Start of DATA RECORDS
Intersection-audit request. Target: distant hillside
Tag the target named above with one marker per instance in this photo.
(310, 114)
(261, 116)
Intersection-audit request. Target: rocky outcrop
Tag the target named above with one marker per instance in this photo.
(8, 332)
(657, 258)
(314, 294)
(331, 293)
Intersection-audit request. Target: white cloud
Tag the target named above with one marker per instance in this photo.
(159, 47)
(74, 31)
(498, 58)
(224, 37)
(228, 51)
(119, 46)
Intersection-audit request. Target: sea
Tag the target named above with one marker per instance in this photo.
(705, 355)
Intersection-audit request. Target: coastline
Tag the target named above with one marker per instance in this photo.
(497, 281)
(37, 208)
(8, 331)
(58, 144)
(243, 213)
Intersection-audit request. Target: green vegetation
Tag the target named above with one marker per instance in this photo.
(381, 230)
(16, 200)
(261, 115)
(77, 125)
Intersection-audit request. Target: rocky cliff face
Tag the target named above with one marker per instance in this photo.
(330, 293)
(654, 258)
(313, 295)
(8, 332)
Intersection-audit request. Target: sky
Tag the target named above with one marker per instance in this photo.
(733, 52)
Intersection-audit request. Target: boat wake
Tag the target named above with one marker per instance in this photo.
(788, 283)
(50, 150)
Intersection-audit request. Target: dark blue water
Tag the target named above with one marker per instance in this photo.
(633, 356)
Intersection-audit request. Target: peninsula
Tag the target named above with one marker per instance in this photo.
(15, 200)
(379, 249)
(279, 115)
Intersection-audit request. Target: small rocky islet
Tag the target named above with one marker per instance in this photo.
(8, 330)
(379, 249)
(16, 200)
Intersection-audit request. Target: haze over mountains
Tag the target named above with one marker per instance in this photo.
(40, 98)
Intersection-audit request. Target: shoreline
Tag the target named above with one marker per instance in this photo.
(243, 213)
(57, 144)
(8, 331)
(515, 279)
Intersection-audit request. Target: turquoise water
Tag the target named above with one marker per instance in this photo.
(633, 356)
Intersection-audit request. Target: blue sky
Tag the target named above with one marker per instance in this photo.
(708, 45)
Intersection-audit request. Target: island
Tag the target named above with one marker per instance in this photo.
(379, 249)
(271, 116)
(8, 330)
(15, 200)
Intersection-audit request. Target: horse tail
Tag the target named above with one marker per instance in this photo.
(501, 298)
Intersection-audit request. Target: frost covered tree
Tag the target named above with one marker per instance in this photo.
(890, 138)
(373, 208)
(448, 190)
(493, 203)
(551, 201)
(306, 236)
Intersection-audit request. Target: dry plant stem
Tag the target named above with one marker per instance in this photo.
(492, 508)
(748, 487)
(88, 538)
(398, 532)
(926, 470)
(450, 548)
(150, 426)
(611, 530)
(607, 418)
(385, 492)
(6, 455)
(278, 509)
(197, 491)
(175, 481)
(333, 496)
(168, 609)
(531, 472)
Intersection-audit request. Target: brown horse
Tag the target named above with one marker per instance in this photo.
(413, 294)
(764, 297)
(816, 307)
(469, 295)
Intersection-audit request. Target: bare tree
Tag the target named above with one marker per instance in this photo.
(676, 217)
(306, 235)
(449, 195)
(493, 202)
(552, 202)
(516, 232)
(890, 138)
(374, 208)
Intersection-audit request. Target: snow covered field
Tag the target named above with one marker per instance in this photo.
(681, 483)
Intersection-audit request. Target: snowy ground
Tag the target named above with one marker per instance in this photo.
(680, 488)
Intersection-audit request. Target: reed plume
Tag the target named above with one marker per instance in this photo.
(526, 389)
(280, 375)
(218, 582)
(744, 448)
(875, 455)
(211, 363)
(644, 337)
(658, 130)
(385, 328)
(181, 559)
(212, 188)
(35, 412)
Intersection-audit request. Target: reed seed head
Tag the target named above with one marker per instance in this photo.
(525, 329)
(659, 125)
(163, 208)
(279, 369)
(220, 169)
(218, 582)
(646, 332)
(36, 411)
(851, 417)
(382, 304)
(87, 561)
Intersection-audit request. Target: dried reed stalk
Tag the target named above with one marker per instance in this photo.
End of DATA RECORDS
__WHAT NEEDS TO BE DONE__
Please reproduce the data as it was given, with every line exact.

__RESPONSE__
Intersection-audit request. Target: distant hillside
Tag the target named above with one marker per instance in this photo.
(310, 114)
(261, 116)
Intersection-audit request. Target: rocky outcrop
Tag the target named above with one marker per instance in this photo.
(8, 332)
(657, 258)
(314, 294)
(331, 293)
Intersection-audit request. Target: white cloud
Tag the target named above with one marker per instance in this photo.
(159, 47)
(74, 31)
(498, 58)
(224, 37)
(228, 51)
(119, 46)
Intersection-audit request. Target: sea
Tag the target named above with one marker per instance in this photo.
(705, 355)
Intersection-audit request. Target: coastline
Tag the target named above with one marker per instance in this photo.
(497, 281)
(37, 208)
(8, 331)
(58, 144)
(243, 213)
Intersection-audit request. Target: green vegetation
Tag the target named above with one marker per instance in this photo.
(381, 230)
(16, 200)
(261, 115)
(77, 125)
Intersection-audit request. Target: rocky cliff face
Tag the target named above with one marker per instance in this photo.
(330, 293)
(654, 258)
(313, 295)
(8, 332)
Intersection-audit request. Target: sky
Tag the target named above with one marker per instance in this photo.
(733, 52)
Intersection-audit request. Target: boat wake
Tag the target named above with one marker per instance in this photo.
(788, 283)
(50, 150)
Intersection-audit request. Target: dark blue water
Tag the target named above with one marker per instance in this photo.
(633, 356)
Intersection-audit request. Target: peninsula
Tag the target named above with one marker per instance in this photo.
(15, 200)
(379, 249)
(279, 115)
Intersection-audit request. Target: small rocky islet
Tag the target named above with one marker per instance in this photo.
(8, 330)
(379, 249)
(16, 200)
Intersection-audit request. Target: haze over mountains
Tag the target named above with one marker per instance in this photo.
(40, 98)
Intersection-audit request. Target: shoreline
Tag the target named above with one marker per instance in this photo.
(243, 213)
(57, 144)
(8, 331)
(515, 279)
Intersection-audit request. Target: turquoise water
Tag the target named above with one marker per instance in this photo.
(633, 356)
Intersection-audit request. Target: blue sky
Tag the target named above with one marker per instance in this photo.
(708, 45)
Intersection-audit request. Target: island
Tag the target named above with one marker per instance in this photo.
(379, 249)
(271, 116)
(8, 330)
(15, 200)
Intersection-audit request. Target: horse tail
Tag the target named above with one marker per instance in this photo.
(501, 298)
Intersection-audit request. Target: frost covered tree
Tag the target named above with one marker per instance in this photo.
(890, 138)
(373, 208)
(448, 190)
(493, 203)
(551, 201)
(306, 236)
Intersection-audit request. Target: dry plant stem
Tag the target named above with one marker per instance in this photo.
(492, 508)
(748, 487)
(88, 538)
(398, 532)
(926, 470)
(450, 548)
(150, 426)
(611, 530)
(607, 418)
(385, 492)
(6, 455)
(278, 509)
(197, 491)
(175, 481)
(333, 496)
(168, 609)
(531, 472)
Intersection-audit request. Target: brown horse
Tag the target named above with one marker per instance in this photo.
(413, 294)
(764, 297)
(816, 307)
(469, 295)
Intersection-audit request. Target: bare tree
Tag the target named above with one marker per instance in this photo.
(676, 217)
(306, 235)
(449, 195)
(493, 202)
(552, 202)
(516, 232)
(890, 138)
(374, 208)
Intersection-audit request. Target: snow covered field
Tag the target named above with one marker per instance in this photo.
(681, 483)
Intersection-audit request. Target: snowy ground
Tag the target named above with one marker per instance in this photo.
(680, 488)
Intersection-audit request. Target: reed plume
Tag the target named above with one marker per instance in this photo.
(526, 389)
(280, 375)
(218, 582)
(744, 448)
(875, 455)
(211, 363)
(644, 337)
(658, 130)
(385, 328)
(181, 559)
(212, 188)
(35, 412)
Intersection-audit request. Target: reed seed head
Tag the target named above with one marker per instance in this photo.
(525, 329)
(659, 125)
(163, 208)
(279, 369)
(220, 169)
(218, 582)
(646, 332)
(36, 411)
(851, 417)
(382, 304)
(87, 561)
Intersection-audit request. Target: dried reed stalk
Tag the target named above with one marker per instance in this photo.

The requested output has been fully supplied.